From: Peter Constable (petercon@microsoft.com)
Date: Fri Nov 28 2003 - 02:12:25 EST
> -----Original Message-----
> From: unicode-bounce@unicode.org [mailto:unicode-bounce@unicode.org]
On
> Behalf Of jameskass@att.net
> Since base letters TA and DDA are similar in appearance, their
> reduced form(s) could be identical. If this is the case, then
> probably NNA + VIRAMA + DDA.
Well, most of the C+ta conjuncts I've seen so far use this form
(exceptions are r-ta, which uses the reph above, and t-ta, which uses a
distinct ligature). In contrast, of the few undisputable C+dda conjuncts
I've seen, apart from the r-dda with reph, the others use a scaled,
subjoined dda. If this is really to be considered a nn-dda conjunct,
it's the only C-dda conjunct that uses this shape.

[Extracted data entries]
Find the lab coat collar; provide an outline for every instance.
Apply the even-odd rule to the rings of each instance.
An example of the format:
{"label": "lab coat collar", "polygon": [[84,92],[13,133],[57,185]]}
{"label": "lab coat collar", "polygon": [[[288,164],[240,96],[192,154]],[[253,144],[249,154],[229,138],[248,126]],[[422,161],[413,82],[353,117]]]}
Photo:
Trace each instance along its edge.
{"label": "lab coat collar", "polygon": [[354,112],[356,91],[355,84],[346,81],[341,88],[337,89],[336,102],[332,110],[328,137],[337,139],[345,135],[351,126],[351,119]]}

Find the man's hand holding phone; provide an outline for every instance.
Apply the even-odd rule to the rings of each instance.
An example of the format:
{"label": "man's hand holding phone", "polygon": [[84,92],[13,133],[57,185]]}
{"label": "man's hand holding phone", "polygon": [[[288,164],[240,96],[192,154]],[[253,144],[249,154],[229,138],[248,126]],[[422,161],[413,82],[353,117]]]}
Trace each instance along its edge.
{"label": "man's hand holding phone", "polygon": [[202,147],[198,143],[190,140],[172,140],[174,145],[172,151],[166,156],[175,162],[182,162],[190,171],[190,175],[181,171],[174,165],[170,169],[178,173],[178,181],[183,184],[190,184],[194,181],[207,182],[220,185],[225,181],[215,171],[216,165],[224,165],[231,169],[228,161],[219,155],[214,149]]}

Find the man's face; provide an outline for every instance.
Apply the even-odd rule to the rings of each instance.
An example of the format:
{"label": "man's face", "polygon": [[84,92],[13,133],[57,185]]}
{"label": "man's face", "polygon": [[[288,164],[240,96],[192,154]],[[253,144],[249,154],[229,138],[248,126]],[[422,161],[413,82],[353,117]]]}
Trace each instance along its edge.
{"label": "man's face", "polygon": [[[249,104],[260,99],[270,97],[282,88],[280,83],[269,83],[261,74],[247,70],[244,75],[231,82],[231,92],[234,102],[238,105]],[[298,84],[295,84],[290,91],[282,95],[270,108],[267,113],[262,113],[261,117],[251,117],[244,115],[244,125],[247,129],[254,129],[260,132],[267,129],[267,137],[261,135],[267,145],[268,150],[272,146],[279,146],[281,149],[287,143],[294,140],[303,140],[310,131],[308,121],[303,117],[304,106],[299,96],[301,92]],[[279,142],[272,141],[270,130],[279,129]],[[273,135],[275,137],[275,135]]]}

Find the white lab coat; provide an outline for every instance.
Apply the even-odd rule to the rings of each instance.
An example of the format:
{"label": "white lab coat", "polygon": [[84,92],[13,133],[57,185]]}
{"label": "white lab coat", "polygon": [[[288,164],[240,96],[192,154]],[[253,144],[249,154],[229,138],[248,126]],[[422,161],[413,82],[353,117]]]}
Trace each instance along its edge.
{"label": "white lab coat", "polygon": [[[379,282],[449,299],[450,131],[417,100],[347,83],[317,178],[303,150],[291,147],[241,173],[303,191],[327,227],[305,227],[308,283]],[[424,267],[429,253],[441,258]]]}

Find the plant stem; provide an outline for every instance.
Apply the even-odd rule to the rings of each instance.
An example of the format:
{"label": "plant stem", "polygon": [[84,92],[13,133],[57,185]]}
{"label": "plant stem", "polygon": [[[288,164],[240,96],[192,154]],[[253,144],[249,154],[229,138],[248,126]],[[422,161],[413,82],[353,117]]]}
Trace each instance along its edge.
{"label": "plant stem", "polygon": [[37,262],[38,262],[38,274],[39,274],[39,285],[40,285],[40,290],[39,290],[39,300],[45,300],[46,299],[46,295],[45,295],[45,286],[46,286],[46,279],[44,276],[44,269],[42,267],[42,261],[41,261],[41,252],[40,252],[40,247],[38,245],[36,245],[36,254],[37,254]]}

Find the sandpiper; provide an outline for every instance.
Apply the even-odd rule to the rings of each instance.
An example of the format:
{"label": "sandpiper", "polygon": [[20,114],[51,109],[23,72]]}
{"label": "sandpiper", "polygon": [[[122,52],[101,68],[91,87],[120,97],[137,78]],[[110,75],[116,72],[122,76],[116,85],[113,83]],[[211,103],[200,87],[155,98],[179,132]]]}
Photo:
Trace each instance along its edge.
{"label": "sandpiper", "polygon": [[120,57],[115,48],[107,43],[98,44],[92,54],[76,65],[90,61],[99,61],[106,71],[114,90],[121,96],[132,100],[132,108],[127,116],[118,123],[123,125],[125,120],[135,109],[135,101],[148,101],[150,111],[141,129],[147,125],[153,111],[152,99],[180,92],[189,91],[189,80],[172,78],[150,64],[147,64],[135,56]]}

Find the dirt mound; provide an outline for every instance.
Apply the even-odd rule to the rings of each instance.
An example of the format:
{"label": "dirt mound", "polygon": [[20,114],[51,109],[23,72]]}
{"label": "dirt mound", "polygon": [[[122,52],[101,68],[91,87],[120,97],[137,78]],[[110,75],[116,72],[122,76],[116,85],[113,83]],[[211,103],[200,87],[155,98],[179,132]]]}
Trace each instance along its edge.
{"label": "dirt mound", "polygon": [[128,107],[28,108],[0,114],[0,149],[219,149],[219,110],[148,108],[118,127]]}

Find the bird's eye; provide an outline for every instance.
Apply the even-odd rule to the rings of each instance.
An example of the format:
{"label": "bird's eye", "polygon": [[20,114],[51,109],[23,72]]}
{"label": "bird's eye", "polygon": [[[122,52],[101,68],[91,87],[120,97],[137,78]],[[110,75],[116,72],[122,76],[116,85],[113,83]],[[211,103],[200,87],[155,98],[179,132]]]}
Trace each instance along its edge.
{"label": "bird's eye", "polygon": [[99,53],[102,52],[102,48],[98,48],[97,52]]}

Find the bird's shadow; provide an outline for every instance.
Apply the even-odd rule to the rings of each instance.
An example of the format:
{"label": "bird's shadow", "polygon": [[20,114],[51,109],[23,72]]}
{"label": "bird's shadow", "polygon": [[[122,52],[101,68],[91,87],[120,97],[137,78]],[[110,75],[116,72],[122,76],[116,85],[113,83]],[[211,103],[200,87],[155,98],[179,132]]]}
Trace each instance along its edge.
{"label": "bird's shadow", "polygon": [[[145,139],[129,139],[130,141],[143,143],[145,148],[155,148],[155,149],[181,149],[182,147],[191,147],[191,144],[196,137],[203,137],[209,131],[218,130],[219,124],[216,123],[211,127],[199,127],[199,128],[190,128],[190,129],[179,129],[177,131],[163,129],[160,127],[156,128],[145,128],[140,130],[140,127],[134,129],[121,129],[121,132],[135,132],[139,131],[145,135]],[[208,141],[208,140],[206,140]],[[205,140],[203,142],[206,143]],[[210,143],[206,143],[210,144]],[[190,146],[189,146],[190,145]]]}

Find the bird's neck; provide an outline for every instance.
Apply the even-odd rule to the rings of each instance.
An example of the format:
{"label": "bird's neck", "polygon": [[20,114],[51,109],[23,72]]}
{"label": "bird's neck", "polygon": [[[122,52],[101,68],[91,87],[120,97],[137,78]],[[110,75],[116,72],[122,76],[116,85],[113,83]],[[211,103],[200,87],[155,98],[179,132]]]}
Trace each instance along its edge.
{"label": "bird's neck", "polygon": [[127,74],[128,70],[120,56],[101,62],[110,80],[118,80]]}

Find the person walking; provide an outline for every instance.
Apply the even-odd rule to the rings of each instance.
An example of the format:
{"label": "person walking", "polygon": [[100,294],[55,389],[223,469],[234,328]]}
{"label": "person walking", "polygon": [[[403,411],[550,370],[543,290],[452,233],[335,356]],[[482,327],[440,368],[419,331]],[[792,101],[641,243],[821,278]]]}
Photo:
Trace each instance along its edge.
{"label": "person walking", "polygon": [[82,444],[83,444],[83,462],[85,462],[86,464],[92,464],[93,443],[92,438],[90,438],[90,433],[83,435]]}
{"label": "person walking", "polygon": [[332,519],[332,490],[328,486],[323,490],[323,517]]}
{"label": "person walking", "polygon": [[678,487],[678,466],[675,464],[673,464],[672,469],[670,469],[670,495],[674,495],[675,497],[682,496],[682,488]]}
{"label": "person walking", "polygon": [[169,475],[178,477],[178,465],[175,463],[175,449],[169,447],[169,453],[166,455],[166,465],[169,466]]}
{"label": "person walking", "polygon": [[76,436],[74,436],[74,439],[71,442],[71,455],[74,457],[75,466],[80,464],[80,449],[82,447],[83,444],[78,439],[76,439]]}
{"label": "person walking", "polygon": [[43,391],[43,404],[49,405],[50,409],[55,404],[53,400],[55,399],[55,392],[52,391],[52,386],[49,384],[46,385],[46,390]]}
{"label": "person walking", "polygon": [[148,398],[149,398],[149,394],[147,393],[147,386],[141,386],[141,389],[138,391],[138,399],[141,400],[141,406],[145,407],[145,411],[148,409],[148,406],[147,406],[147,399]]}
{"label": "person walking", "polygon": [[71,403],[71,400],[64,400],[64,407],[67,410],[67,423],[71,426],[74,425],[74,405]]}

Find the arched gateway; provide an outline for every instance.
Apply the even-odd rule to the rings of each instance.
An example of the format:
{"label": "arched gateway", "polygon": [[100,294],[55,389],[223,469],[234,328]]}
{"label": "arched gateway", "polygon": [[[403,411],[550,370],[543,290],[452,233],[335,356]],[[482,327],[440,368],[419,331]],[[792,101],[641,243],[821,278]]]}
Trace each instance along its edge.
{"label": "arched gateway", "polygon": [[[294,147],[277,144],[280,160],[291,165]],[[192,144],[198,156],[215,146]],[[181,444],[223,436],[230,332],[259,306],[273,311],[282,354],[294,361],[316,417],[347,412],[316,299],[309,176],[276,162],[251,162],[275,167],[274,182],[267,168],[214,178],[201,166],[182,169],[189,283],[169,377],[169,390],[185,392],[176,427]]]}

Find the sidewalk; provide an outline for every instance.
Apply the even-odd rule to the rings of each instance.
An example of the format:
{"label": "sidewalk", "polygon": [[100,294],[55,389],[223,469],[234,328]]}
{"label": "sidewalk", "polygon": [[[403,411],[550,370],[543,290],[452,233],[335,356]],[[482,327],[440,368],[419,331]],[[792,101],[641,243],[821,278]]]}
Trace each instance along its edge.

• TASKS TO PERFORM:
• 1. Repeat the message word for word, everything from "From: Peter Constable" down to "VIRAMA + DDA.".
• 2. Please return each line of the records that contains the string "holding", with case counting in the match.
The message and the records were drawn from separate sources.

• EXERCISE RESPONSES:
• 1.
From: Peter Constable (petercon@microsoft.com)
Date: Fri Nov 28 2003 - 02:12:25 EST
> -----Original Message-----
> From: unicode-bounce@unicode.org [mailto:unicode-bounce@unicode.org]
On
> Behalf Of jameskass@att.net
> Since base letters TA and DDA are similar in appearance, their
> reduced form(s) could be identical. If this is the case, then
> probably NNA + VIRAMA + DDA.

• 2.
Find the man's hand holding phone; provide an outline for every instance.
{"label": "man's hand holding phone", "polygon": [[84,92],[13,133],[57,185]]}
{"label": "man's hand holding phone", "polygon": [[[288,164],[240,96],[192,154]],[[253,144],[249,154],[229,138],[248,126]],[[422,161],[413,82],[353,117]]]}
{"label": "man's hand holding phone", "polygon": [[202,147],[198,143],[190,140],[172,140],[174,145],[172,151],[166,156],[175,162],[182,162],[190,171],[190,175],[181,171],[174,165],[170,169],[178,173],[178,181],[183,184],[190,184],[194,181],[207,182],[220,185],[225,181],[215,171],[216,165],[224,165],[231,169],[228,161],[219,155],[214,149]]}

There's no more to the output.